▸ **DIRECTIONS**:
Would you output the whole listing below, exactly as it reads?

▸ **RECORDS PROVIDED**:

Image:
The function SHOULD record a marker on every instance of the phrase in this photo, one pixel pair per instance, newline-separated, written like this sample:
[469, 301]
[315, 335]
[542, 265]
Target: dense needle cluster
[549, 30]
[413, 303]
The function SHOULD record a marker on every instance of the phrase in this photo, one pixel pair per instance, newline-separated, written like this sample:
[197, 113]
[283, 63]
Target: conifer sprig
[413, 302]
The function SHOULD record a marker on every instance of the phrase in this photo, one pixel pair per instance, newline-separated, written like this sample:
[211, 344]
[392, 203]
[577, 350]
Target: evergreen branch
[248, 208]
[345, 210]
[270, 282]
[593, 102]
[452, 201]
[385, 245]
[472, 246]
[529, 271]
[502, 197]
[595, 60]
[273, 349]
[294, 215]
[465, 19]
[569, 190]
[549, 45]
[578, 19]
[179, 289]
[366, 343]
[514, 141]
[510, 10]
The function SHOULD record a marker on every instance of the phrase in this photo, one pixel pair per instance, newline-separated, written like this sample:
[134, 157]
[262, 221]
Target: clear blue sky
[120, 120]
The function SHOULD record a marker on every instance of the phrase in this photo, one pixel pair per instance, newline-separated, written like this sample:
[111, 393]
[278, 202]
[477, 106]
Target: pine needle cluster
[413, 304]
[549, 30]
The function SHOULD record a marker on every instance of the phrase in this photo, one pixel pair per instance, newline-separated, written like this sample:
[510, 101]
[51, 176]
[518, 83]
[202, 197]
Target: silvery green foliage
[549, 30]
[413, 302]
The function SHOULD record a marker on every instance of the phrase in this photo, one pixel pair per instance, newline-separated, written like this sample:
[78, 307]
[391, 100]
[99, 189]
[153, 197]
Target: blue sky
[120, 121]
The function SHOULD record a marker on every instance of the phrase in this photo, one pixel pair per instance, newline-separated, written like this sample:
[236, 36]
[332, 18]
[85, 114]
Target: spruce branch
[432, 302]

▸ **OUTPUT BELOW**:
Image:
The function SHOULD record a marker on every instance of the phrase in this photo, one pixel pair per instance, newline-separated, written like this sample:
[469, 301]
[315, 335]
[542, 265]
Target: dense needle cluster
[549, 30]
[413, 303]
The function SHOULD record a marker on every instance of the phrase in this photo, one pixel pair per instance, newline-separated, written like this sample:
[197, 113]
[283, 63]
Target: conifer sprig
[413, 302]
The function SHOULD record a marker on every instance of the phrase in this photo, one pixel pair per instance, newline-separated, written like this sample:
[211, 344]
[392, 203]
[577, 350]
Target: evergreen branch
[248, 208]
[345, 210]
[270, 282]
[593, 102]
[452, 201]
[385, 245]
[472, 246]
[529, 271]
[502, 197]
[595, 60]
[273, 349]
[294, 215]
[465, 19]
[569, 190]
[549, 45]
[578, 19]
[179, 289]
[366, 343]
[514, 141]
[510, 10]
The function SHOULD record a marker on every instance of the phrase in this photo, one pixel pair per instance, newline-separated, written like this sample:
[134, 157]
[262, 221]
Target: clear blue sky
[120, 120]
The function SHOULD record a marker on every instance of the phrase in this photo, one pixel pair per instance, newline-separated, written like this sample:
[111, 393]
[278, 202]
[477, 106]
Target: pine needle cluster
[413, 304]
[549, 30]
The function SHOULD record a marker on every instance of the phrase in this photo, one pixel pair per instance, newline-separated, written like this sample:
[510, 101]
[51, 176]
[518, 83]
[202, 197]
Target: silvery green foliage
[549, 30]
[413, 302]
The function SHOULD record a marker on every instance of the phrase in this photo, one pixel pair per instance, newline-separated, written like this sample:
[78, 307]
[391, 100]
[99, 189]
[153, 197]
Target: blue sky
[120, 121]
The function SHOULD record a marker on every instance of the phrase in this photo, one pixel pair per instance, newline-separated, written like this sample:
[236, 36]
[332, 18]
[85, 114]
Target: spruce branch
[432, 302]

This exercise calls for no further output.